» **WORK INSTRUCTIONS**:
Find every line in the lines below that contains the string "leaf", and copy each of those lines. Case counts.

== TASK INPUT

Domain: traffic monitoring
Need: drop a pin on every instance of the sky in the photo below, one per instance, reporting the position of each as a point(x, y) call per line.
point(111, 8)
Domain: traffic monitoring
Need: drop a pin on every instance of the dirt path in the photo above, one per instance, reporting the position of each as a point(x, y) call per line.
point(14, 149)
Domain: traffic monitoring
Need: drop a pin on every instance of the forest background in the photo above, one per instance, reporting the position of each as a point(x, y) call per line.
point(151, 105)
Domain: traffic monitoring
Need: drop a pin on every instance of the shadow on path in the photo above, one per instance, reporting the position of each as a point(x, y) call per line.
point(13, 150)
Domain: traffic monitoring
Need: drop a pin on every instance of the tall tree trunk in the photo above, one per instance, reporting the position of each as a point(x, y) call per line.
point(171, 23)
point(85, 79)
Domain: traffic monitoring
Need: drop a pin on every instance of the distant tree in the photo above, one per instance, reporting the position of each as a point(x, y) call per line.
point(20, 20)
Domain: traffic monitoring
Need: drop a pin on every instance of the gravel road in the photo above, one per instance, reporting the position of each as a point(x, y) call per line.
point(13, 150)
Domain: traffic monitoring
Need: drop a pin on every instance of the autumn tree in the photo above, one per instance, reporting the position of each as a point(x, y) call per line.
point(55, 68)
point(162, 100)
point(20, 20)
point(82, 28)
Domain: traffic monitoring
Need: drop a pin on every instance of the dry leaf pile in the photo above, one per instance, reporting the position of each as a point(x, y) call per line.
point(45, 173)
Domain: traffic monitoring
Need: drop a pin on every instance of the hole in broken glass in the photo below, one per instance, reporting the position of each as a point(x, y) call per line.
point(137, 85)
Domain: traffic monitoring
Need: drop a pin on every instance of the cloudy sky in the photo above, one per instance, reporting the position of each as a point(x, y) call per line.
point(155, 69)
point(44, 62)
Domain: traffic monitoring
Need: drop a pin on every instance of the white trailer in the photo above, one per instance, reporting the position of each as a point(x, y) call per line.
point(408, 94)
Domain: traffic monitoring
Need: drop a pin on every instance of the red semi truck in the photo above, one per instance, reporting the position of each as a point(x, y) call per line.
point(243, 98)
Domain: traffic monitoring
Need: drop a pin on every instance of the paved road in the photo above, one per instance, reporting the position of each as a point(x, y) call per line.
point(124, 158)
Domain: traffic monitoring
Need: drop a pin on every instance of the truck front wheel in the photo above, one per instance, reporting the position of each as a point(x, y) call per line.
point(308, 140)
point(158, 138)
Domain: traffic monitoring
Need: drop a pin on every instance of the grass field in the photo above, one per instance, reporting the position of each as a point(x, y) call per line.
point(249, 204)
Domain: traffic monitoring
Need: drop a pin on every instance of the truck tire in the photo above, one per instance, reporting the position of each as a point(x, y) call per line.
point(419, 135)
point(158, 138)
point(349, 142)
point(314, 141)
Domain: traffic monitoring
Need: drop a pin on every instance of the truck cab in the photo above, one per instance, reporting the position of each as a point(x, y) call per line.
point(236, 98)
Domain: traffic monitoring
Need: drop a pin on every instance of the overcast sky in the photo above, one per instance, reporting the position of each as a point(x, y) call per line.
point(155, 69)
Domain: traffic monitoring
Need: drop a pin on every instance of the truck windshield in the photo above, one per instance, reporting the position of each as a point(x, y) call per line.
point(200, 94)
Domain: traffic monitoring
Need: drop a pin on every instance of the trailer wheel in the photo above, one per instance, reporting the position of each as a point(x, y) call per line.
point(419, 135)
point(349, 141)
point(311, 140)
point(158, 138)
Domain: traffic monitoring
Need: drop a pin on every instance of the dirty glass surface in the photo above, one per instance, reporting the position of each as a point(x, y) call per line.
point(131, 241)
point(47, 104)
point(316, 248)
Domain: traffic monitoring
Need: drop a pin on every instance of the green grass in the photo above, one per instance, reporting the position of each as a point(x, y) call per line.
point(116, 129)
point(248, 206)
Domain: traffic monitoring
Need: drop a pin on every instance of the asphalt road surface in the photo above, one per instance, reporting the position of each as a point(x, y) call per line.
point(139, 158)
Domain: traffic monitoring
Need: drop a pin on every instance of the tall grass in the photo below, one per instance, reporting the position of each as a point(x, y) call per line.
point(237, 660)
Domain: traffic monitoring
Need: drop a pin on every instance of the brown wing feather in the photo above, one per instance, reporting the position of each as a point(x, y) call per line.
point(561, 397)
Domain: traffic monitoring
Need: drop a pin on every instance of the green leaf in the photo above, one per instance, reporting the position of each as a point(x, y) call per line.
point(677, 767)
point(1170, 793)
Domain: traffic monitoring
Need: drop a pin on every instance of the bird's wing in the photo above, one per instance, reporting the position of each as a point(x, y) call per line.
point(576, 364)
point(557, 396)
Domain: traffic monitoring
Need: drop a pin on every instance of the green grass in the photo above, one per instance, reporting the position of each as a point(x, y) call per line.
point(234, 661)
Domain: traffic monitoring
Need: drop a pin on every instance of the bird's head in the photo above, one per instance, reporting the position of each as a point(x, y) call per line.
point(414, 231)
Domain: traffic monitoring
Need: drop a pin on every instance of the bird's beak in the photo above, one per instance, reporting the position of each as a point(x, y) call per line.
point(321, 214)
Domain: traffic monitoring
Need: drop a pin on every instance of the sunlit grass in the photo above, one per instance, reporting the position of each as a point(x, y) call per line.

====

» **EXERCISE RESPONSE**:
Need: drop a pin on every instance of the dry leaf pile in the photo above, one per instance, reporting the position of each as a point(x, y) call per line.
Need: drop a pin on every instance of the green leaf in the photo above, one per instance, reporting the position of each as a point(x, y) call per line.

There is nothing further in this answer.